QUOTED PASSAGE.
---+---
Ex. 4.6
Ex. 4.6
Suppose we have \(N\) points \(x_i\) in \(\mathbb{R}^p\) in general position, with class labels \(g_i\in\{-1,1\}\). Prove that the perceptron learning algorithm converges to a separating hyperplane in a finite number of steps:
- (a) Denote a hyperplane by \(f(x) = \beta_1^Tx + \beta_0 = 0\) or in a more compact notation \(\beta^Tx^\ast=0\), where \(x^\ast = (x,1)\) and \(\beta=(\beta_1, \beta_0)\). Let \(z_i = x_i^\ast/\|x_i^\ast\|\). Show that separability implies the existence of a \(\beta_{\text{sep}}\) such that \(y_i\beta^T_{\text{sep}}z_i\ge 1\ \ \forall i\).
- (b) Given a current \(\beta_{\text{old}}\), the perceptron algorithm identifies a point \(z_i\) that is misclassified, and produces the update \(\beta_{\text{new}}\leftarrow \beta_{\text{old}} + y_iz_i\). Show that \(\|\beta_{\text{new}}-\beta_{\text{sep}}\|^2\le \|\beta_{\text{old}}-\beta_{\text{sep}}\|^2 - 1\), and hence that the algorithm converges to a separating hyperplane in no more than \(\|\beta_{\text{start}}-\beta_{\text{sep}}\|^2\) steps (Pattern Recognition and Neural Networks).
Soln. 4.6
- (a) By definition of separability, there exists \(\beta\) such that
\[\begin{eqnarray}
\beta^Tx_i > &0& \text{for}\ \ y_i = 1\non\\
\beta^Tx_i < &0& \text{for}\ \ y_i = -1.\non
\end{eqnarray}\]
Thus we have \(y_i\beta^Tx_i > 0\) for all \(x_i\), thus for \(y_i\beta^Tz_i > 0\) for all \(z_i\).
Define
\[\begin{equation}
m := \min_{i} \|y_i\beta^Tz_i\|.\non
\end{equation}\]
Thus, \(y_i(\frac{1}{m}\beta^T)z_i\ge 1\). So there exists a \(\beta_{\text{sep}} := \frac{1}{m}\beta\) such that \(y_i\beta^T_{\text{sep}}z_i\ge 1 \ \forall i\).
- (b) We have
\[\begin{eqnarray}
\|\beta_{\text{new}} - \beta_{\text{sep}}\|^2 &=& \|\beta_{\text{old}} - \beta_{\text{sep}} + y_iz_i\|^2\non\\
&=&\|\beta_{\text{old}} - \beta_{\text{sep}}\|^2 + \|y_iz_i\|^2 + 2y_i(\beta_{\text{old}} - \beta_{\text{sep}})^Tz_i\non\\
&=&\|\beta_{\text{old}} - \beta_{\text{sep}}\|^2 + 1 + 2y_i\beta_{\text{old}}^Tz_i - 2y_i\beta_{\text{sep}}^Tz_i\non\\
&\le&\|\beta_{\text{old}} - \beta_{\text{sep}}\|^2 + 1 + 2\cdot 0 - 2 \cdot 1 \non\\
&=&\|\beta_{\text{old}} - \beta_{\text{sep}}\|^2-1.\non
\end{eqnarray}\]
---+---
PROVIDED MATERIAL.

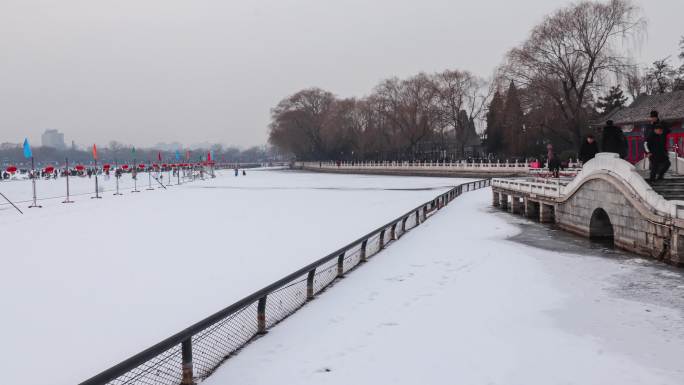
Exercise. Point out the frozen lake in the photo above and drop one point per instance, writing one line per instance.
---+---
REQUIREMENTS.
**a)** Print the part of the perceptron exercise that opens with the words containing "- (b) Given" and closes with "for all \(z_i\).".
**b)** In the perceptron exercise, what values can the class labels take?
The lines are not needed for this.

EXPECTED RESPONSES.
**a)**
- (b) Given a current \(\beta_{\text{old}}\), the perceptron algorithm identifies a point \(z_i\) that is misclassified, and produces the update \(\beta_{\text{new}}\leftarrow \beta_{\text{old}} + y_iz_i\). Show that \(\|\beta_{\text{new}}-\beta_{\text{sep}}\|^2\le \|\beta_{\text{old}}-\beta_{\text{sep}}\|^2 - 1\), and hence that the algorithm converges to a separating hyperplane in no more than \(\|\beta_{\text{start}}-\beta_{\text{sep}}\|^2\) steps (Pattern Recognition and Neural Networks).
Soln. 4.6
- (a) By definition of separability, there exists \(\beta\) such that
\[\begin{eqnarray}
\beta^Tx_i > &0& \text{for}\ \ y_i = 1\non\\
\beta^Tx_i < &0& \text{for}\ \ y_i = -1.\non
\end{eqnarray}\]
Thus we have \(y_i\beta^Tx_i > 0\) for all \(x_i\), thus for \(y_i\beta^Tz_i > 0\) for all \(z_i\).

**b)** The class labels take the values -1 and 1.